§ **EXTRAIT**:
La musique et l’espace

Le 2 Déc 2017
Trilogie des éléments d'Enrico Bagnoli et Marianne Pousseur. Vicenza, IT. Photo DR.
Trilogie des éléments d'Enrico Bagnoli et Marianne Pousseur. Vicenza, IT. Photo DR.

La vie pro­duit par­fois du sens, un sens imprévu, éton­nant parce que non pro­gram­mé, con­séquence du hasard heureux qui vient exal­ter une pen­sée, un acte, un spec­ta­cle. Cette con­vic­tion anci­enne s’est imposée de nou­veau à moi dans toute sa per­ti­nence grâce à la ren­con­tre inat­ten­due, d’une justesse poé­tique absolue, entre le Teatro Olimpi­co de Vicen­za et la Trilo­gie des élé­ments signée par Enri­co Bag­no­li – Phè­dre, Ismène, Agamem­non – et en ayant Mar­i­anne Pousseur comme inouïe pro­tag­o­niste.

Le théâtre mythique de Pal­la­dio est un théâtre de tran­si­tion issu de la volon­té des éru­dits soucieux de renouer le dia­logue inter­rompu avec l’An­tiq­ui­té grâce à une forme bâtarde, sub­lime parce qu’is­sue d’un rêve intel­lectuel qui cher­chait à imag­in­er un bâti­ment à même d’ac­cueil­lir l’an­cien héritage, longtemps oublié : un théâtre men­tal qui se situe à la con­flu­ence incer­taine des durées. Un théâtre unique comme le spec­ta­cle présen­té main­tenant ici, spec­ta­cle, lui aus­si, habité par la même incer­ti­tude savam­ment cul­tivée entre ce dont on se sou­vient et ce que l’on accom­plit sous nos yeux. Comme l’Olimpi­co, la trilo­gie est égale­ment un pro­jet fan­tas­mé. Leur com­mu­nion s’im­pose avec une rare évi­dence poé­tique.

§ **ENREGISTREMENTS**:
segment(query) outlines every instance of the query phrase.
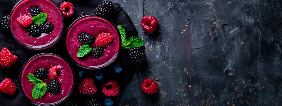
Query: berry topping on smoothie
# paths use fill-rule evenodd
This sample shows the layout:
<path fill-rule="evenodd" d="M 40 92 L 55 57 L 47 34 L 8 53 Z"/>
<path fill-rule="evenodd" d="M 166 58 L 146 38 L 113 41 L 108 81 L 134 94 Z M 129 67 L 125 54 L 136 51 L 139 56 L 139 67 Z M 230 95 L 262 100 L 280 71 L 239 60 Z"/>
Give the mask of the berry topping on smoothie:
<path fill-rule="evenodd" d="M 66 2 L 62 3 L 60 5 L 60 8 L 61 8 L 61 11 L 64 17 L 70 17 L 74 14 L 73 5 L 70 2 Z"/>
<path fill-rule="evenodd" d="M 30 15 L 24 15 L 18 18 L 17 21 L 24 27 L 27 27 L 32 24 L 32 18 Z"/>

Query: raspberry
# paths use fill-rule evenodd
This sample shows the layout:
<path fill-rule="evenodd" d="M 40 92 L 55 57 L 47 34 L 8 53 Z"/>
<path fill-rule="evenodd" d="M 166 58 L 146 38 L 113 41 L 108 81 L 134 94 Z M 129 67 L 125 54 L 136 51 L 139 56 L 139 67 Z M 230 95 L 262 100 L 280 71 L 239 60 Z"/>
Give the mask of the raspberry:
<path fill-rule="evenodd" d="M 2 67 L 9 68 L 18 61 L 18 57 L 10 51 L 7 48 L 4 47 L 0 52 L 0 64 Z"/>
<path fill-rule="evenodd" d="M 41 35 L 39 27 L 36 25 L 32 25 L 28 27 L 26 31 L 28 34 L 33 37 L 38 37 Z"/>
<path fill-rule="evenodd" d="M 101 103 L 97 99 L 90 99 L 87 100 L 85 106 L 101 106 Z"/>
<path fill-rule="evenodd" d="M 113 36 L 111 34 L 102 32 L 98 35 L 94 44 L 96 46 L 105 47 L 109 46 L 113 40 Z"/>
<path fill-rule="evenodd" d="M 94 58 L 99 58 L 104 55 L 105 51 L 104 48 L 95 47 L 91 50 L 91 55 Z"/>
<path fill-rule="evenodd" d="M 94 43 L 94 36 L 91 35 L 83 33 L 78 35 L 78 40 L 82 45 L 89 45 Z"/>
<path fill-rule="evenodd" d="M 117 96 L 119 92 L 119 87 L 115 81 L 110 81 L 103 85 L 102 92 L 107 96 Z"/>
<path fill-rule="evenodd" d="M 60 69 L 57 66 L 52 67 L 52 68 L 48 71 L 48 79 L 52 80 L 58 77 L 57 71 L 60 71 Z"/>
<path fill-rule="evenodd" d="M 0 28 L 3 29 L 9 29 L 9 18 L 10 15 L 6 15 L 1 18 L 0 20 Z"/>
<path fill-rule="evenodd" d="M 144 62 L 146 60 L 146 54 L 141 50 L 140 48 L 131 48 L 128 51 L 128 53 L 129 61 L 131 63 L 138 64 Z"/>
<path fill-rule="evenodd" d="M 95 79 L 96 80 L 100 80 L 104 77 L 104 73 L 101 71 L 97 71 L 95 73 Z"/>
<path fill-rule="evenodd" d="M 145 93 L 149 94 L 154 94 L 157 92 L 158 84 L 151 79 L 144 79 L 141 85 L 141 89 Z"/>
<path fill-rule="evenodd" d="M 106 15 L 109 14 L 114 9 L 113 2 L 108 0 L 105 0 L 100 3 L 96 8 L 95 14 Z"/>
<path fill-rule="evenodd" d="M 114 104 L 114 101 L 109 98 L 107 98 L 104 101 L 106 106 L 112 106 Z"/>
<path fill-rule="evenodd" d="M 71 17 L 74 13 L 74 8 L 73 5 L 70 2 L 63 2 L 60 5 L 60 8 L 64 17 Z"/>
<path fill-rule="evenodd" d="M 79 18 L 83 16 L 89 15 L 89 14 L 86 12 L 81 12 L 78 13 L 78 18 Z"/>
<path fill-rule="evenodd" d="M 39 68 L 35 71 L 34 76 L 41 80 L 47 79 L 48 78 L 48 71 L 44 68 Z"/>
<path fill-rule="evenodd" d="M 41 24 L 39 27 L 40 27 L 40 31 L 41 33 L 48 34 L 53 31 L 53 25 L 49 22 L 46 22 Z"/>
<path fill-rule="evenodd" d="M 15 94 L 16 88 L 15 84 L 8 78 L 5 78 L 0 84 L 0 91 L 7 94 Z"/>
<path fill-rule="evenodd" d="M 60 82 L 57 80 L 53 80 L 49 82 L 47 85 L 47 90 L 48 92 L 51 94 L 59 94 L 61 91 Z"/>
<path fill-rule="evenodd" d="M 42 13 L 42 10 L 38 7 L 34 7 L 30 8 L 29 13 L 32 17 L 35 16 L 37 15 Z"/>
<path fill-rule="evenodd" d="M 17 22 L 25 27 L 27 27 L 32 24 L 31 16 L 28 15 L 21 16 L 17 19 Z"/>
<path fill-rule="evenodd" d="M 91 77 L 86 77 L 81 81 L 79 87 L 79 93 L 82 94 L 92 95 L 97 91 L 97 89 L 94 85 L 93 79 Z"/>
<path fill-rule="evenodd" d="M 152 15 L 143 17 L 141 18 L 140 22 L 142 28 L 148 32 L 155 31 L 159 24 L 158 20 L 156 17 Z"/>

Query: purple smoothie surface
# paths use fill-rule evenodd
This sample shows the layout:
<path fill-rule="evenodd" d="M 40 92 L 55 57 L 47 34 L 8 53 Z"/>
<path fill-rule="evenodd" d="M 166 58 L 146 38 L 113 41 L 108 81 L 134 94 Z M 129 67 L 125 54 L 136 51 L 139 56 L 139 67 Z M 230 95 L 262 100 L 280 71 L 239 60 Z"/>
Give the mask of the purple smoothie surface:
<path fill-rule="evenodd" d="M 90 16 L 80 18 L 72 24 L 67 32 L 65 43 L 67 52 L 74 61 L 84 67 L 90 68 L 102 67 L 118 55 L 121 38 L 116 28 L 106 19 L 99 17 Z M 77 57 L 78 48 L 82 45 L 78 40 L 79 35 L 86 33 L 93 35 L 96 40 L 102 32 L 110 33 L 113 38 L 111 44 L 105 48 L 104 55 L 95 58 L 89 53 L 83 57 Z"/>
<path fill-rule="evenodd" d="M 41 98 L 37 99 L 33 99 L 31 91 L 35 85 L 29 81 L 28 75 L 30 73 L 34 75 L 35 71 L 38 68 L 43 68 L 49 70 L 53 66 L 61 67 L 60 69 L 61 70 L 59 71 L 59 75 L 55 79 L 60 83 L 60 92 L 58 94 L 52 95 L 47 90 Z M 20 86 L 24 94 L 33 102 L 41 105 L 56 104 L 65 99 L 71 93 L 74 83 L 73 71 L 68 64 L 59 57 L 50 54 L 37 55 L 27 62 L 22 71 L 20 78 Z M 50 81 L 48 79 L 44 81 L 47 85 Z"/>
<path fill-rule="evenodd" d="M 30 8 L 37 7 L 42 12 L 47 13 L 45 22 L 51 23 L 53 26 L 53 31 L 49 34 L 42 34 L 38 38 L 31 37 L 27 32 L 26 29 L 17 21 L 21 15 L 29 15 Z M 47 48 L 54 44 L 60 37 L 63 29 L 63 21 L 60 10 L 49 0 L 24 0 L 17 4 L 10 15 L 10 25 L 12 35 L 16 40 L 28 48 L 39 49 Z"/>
--
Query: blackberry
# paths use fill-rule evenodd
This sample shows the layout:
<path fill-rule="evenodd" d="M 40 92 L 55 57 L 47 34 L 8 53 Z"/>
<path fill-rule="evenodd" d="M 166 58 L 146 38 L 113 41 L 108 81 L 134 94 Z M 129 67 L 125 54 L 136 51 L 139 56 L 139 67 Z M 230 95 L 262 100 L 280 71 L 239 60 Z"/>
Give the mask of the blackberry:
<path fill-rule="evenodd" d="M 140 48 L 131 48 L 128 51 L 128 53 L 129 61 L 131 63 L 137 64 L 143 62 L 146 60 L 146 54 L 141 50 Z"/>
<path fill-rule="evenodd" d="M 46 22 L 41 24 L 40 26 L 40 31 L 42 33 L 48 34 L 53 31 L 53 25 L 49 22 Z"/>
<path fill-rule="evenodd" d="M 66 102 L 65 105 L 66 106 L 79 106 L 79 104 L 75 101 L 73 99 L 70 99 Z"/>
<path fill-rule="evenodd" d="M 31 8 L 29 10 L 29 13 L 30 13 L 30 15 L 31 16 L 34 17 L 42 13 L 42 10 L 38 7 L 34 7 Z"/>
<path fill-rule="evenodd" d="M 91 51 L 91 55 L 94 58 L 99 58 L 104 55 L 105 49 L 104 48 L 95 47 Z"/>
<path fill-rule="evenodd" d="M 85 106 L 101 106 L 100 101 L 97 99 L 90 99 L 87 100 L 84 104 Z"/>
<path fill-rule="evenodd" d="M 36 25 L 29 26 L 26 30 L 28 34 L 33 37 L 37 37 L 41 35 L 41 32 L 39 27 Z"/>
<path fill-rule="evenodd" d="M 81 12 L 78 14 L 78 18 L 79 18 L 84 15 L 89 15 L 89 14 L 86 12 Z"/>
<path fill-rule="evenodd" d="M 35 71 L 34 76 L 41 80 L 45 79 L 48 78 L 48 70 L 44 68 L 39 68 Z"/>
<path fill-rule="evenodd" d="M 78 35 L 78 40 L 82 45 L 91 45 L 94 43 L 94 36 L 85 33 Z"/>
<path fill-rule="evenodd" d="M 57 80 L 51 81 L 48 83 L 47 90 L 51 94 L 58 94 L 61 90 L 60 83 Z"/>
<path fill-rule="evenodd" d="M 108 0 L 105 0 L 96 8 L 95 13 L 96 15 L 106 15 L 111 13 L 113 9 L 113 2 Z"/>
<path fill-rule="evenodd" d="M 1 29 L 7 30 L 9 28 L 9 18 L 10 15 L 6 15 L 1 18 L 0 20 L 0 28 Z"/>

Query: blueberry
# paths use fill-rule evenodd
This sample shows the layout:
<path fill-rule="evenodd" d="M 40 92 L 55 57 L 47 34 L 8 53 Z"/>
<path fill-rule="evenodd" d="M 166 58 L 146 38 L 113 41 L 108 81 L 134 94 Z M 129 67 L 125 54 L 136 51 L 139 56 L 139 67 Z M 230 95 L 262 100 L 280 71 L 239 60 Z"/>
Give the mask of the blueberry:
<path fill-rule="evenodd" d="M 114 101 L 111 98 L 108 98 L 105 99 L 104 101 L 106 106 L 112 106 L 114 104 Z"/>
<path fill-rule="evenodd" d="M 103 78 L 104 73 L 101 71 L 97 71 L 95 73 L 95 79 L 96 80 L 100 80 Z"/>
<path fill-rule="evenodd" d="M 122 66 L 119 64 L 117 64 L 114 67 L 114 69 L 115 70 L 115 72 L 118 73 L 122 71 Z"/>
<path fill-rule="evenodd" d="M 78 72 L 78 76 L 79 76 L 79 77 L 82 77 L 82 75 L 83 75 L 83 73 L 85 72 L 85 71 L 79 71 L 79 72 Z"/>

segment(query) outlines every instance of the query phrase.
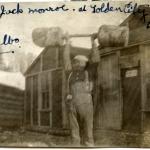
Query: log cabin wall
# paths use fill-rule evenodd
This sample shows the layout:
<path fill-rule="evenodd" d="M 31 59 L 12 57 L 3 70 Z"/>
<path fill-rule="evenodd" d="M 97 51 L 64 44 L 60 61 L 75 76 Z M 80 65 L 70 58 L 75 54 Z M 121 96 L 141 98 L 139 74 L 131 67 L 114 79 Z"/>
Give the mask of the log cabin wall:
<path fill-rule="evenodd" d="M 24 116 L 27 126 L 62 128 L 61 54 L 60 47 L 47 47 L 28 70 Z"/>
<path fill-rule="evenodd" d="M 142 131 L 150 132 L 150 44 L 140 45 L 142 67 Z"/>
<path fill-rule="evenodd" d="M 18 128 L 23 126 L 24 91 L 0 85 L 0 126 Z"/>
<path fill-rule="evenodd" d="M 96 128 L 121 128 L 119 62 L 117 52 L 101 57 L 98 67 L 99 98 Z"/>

§ **CONSIGNES**:
(1) Mets à jour l'extrait sur le Teatro Olimpico en recopiant tout ce qui va de « La musique et » jusqu'à « comme inouïe pro­tag­o­niste. », avec « Photo DR » remplacé par « Photo non créditée ».
(2) Écris la suite du texte consacré au Teatro Olimpico et à la Trilogie des éléments, à partir de sa dernière phrase.
Les enregistrements forment un ensemble à part, indépendant de l'extrait.

§ **RÉSULTATS PAR CONSIGNE**:
(1)
La musique et l’espace

Le 2 Déc 2017
Trilogie des éléments d'Enrico Bagnoli et Marianne Pousseur. Vicenza, IT. Photo non créditée.
Trilogie des éléments d'Enrico Bagnoli et Marianne Pousseur. Vicenza, IT. Photo non créditée.

La vie pro­duit par­fois du sens, un sens imprévu, éton­nant parce que non pro­gram­mé, con­séquence du hasard heureux qui vient exal­ter une pen­sée, un acte, un spec­ta­cle. Cette con­vic­tion anci­enne s’est imposée de nou­veau à moi dans toute sa per­ti­nence grâce à la ren­con­tre inat­ten­due, d’une justesse poé­tique absolue, entre le Teatro Olimpi­co de Vicen­za et la Trilo­gie des élé­ments signée par Enri­co Bag­no­li – Phè­dre, Ismène, Agamem­non – et en ayant Mar­i­anne Pousseur comme inouïe pro­tag­o­niste.

(2)
Voici un spec­ta­cle où des décou­vertes récentes et des échos loin­tains s’en­tremê­lent pour nous plonger dans l’in­cer­ti­tude absolue. C’est ce dont on éprou­ve l’ab­solue fas­ci­na­tion. On entend des bribes des tragédies frac­turées que l’on aime telles les stat­ues abîmées dont la forme per­siste, mais l’ensem­ble, heureuse­ment, a per­du la per­fec­tion du mod­èle orig­i­naire. Des textes revis­ités ne nous parvi­en­nent que des réver­béra­tions sonores comme l’on dis­ait jadis de la lumière envoyée par des astres éteints. Lais­sons-nous séduire par l’é­mo­tion de ce champ de ruines savam­ment organ­isé. Et en même temps retrou­vons ain­si l’e­sprit des orig­ines où un seul acteur se livrait au réc­it en égrenant les mots sans l’aide de nul parte­naire. Nous sommes pro­jetés dans un théâtre d’a­vant Eschyle… qu’est ce qu’on peut aimer cette soli­tude méta­physique ! Et cela d’au­tant plus qu’elle béné­fi­cie de la musique, ni mod­erne, ni anci­enne, musique qui se réclame de cette même tran­si­tion que le Teatro Olimpi­co cristallise, la tran­si­tion des durées et des arts… le par­lar­can­tan­do de Mon­tever­di, je le trou­ve ici épanoui. Les mots, les sons s’épousent selon ce mod­èle orig­i­naire mais l’ensem­ble n’a rien d’ar­chaïque, d’une recon­struc­tion savante, éru­dite. Il impose la vision imag­i­naire du début de cet art, en Grèce ou en Ital­ie, que l’on fini­ra par appel­er théâtre quand la vieille alliance sera brisée.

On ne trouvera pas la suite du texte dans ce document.